The government is reacting to warnings that the UK lacks the skilled workers needed to deliver on the country’s target of building 24GW of new nuclear power-generating capacity by 2050.
The new Nuclear Skills Taskforce will focus on developing a skills strategy to support the expansion expected in various roles within the nuclear industry. It will be chaired by Sir Simon Bollom, former CEO of Defence Equipment and Support.
The jobs required to drive the nuclear sector range from technical scientific and engineering roles through to logistics, project management, commercial and finance – with a variety of apprentice and graduate opportunities, the government said.
“By developing nuclear skills, we are not just investing in the UK economy but our national security,” said James Cartlidge, minister for defence procurement. “The creation of this new taskforce will challenge the whole of the UK’s nuclear sector to be ambitious in addressing the nuclear skills gap.
“Against a backdrop of increasing international competition for such roles, the taskforce will set up the UK’s nuclear sector for future success, supporting industry to build a long-term and sustainable pipeline of skills to meet our nuclear ambition.”
The government has recently launched Great British Nuclear (GBN), a public body for the development of “cleaner, cheaper and more secure energy”. Companies can register their interest with GBN to participate in a competition to secure funding support to develop products including small modular reactors (SMR).
However, a report by the House of Commons Science, Innovation and Technology Committee (SITC) warned on Monday that the nuclear workforce of about 65,000 would “need to more than double” if the UK was to meet its target of building 24GW of atomic generating capacity.
Andrew Bowie, minister for nuclear, said: “The UK’s nuclear revival, with the launch of GBN, will put us centre stage in the global race to unleash a new generation of nuclear technology. The Nuclear Skills Taskforce will support this expansion by securing the skills and workforce we need to deliver this, opening up exciting opportunities and careers to help bolster our energy security.”
In addition to supporting the UK’s nuclear plants, technical expertise will also be required to drive the defence sector, particularly the AUKUS submarine-building programme, which is a defence partnership between the UK, US and Australian navies.
As part of the agreement, the UK will also build next-generation submarines, which are expected to be in operation for the Royal Navy by the late 2030s. The boats will replace the UK’s seven Astute-class subs, although the government has not specified how many will be ordered.
UK Prime Minister Rishi Sunak has called the deal the “most significant multilateral defence partnership in generations”, while US President Joe Biden confirmed Australian personnel would “embed” with US and UK crews this year, and have bases on shipyards to increase their knowledge of the technology behind the nuclear-powered submarines.

### [Extracted entries]
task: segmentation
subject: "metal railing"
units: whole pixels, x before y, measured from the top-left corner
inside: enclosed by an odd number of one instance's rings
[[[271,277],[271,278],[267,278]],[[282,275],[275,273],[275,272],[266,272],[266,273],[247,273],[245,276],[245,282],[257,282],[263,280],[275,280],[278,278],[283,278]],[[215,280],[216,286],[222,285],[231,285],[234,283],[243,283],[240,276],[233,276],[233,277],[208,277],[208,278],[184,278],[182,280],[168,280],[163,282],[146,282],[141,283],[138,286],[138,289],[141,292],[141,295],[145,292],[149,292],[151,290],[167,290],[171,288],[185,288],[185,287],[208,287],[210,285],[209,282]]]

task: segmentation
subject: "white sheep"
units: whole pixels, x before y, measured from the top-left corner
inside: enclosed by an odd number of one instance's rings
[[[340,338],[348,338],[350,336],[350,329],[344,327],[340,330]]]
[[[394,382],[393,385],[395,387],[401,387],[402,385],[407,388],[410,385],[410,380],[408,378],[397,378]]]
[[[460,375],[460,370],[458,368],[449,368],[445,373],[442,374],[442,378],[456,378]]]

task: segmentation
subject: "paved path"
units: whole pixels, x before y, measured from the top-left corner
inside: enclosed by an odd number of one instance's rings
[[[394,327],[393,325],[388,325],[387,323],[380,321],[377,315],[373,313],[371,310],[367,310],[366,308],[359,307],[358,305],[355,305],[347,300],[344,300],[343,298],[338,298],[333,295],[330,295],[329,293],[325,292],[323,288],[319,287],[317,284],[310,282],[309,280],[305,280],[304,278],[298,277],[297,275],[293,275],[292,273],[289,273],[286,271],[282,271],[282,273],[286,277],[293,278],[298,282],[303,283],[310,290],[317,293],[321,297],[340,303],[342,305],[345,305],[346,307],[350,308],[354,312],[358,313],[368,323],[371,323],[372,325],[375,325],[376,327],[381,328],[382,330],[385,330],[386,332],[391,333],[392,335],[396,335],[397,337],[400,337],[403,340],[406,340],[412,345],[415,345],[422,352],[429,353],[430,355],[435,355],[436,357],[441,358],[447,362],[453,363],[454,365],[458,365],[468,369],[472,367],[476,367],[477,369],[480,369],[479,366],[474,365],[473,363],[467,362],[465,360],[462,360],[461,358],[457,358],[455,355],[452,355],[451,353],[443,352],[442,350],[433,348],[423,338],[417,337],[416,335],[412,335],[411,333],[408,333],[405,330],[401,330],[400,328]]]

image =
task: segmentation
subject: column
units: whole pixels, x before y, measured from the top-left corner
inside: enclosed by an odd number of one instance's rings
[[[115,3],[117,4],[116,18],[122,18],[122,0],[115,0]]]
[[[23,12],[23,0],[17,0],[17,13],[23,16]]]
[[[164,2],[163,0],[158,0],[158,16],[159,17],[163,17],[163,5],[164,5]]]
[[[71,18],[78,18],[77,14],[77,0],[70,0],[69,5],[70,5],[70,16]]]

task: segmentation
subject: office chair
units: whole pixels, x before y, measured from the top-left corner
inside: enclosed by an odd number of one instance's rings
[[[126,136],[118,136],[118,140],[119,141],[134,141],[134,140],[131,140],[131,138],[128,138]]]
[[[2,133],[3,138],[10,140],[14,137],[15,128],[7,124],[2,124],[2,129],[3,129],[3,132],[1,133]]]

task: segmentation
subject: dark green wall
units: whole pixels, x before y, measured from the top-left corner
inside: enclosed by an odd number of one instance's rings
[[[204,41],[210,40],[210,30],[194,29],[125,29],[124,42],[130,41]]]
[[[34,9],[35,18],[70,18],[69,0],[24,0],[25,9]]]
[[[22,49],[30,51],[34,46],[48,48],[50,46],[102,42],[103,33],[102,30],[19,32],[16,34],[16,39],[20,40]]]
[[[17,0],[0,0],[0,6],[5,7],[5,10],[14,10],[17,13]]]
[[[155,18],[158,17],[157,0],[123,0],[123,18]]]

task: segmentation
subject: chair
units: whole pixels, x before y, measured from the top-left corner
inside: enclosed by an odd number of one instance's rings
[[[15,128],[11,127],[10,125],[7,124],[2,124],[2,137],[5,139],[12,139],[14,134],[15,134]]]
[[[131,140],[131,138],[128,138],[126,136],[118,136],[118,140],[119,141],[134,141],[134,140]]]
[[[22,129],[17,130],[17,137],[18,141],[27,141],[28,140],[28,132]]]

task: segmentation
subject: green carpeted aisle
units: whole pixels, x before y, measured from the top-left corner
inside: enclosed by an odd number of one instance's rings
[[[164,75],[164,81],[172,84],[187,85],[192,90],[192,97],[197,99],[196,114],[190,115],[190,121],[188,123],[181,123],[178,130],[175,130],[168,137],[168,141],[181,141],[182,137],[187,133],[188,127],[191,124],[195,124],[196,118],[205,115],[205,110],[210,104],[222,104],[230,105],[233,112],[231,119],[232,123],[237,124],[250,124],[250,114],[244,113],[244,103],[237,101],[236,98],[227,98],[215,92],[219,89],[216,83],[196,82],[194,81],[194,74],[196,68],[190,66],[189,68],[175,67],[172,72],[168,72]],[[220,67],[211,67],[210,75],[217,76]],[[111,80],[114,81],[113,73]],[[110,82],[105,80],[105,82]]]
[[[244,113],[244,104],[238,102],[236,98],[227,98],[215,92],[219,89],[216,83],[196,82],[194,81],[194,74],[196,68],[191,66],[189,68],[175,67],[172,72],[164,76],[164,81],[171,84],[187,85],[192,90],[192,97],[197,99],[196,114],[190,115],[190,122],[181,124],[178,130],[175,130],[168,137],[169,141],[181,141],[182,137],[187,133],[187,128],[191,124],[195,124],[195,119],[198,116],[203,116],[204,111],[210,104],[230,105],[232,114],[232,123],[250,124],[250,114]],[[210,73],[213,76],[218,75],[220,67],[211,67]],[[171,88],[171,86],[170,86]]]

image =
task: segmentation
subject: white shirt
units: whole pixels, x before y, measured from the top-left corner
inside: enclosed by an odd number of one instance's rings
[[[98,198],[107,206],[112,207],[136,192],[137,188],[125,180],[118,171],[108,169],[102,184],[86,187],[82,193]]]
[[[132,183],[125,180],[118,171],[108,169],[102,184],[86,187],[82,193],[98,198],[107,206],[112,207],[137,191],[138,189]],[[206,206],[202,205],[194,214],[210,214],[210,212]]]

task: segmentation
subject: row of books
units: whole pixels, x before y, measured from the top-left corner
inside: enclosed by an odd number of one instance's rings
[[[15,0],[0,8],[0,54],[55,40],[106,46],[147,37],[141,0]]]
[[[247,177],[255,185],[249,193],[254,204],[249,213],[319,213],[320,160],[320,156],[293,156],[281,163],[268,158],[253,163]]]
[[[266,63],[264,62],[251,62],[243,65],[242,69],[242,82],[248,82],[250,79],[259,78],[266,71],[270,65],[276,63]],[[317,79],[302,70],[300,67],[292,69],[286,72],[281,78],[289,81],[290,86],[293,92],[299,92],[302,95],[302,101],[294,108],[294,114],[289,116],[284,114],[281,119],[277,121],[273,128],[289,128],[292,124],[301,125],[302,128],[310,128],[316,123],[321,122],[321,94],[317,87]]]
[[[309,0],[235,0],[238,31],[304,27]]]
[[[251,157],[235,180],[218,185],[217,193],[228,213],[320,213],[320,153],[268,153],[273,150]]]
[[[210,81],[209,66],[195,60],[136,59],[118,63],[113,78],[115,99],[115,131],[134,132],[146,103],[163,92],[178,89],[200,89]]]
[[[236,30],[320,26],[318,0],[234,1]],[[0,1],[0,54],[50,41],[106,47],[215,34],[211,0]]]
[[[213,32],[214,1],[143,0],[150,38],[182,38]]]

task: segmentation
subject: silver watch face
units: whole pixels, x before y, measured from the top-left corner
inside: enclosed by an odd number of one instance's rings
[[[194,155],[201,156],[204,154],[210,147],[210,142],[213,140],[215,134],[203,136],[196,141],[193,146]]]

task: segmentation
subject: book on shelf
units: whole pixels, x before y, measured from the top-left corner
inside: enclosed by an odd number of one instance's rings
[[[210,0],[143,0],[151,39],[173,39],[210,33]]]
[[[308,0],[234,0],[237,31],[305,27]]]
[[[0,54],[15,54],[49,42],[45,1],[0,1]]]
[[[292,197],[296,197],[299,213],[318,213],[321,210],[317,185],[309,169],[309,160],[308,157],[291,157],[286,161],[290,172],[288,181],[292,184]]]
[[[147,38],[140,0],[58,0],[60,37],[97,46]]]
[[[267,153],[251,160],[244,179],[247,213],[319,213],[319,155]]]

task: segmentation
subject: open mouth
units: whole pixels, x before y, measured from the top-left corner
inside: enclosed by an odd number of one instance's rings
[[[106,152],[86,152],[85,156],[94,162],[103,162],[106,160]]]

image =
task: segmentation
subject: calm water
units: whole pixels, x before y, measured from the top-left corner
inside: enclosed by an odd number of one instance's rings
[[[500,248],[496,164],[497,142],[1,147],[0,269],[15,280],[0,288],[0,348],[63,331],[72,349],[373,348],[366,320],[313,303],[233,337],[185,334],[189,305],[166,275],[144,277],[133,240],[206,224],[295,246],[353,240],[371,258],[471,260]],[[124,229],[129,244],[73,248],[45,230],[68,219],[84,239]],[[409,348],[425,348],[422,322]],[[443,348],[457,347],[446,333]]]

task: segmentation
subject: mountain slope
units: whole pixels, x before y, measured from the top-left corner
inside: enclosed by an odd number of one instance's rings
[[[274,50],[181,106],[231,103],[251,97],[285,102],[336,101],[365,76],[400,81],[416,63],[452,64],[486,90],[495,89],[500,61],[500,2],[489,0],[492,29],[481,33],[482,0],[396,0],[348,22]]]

### [Stated task]
Reproduce the passage on the nuclear skills taskforce verbatim, everything from "The new Nuclear" down to "nuclear skills gap.".

### [Complete response]
The new Nuclear Skills Taskforce will focus on developing a skills strategy to support the expansion expected in various roles within the nuclear industry. It will be chaired by Sir Simon Bollom, former CEO of Defence Equipment and Support.
The jobs required to drive the nuclear sector range from technical scientific and engineering roles through to logistics, project management, commercial and finance – with a variety of apprentice and graduate opportunities, the government said.
“By developing nuclear skills, we are not just investing in the UK economy but our national security,” said James Cartlidge, minister for defence procurement. “The creation of this new taskforce will challenge the whole of the UK’s nuclear sector to be ambitious in addressing the nuclear skills gap.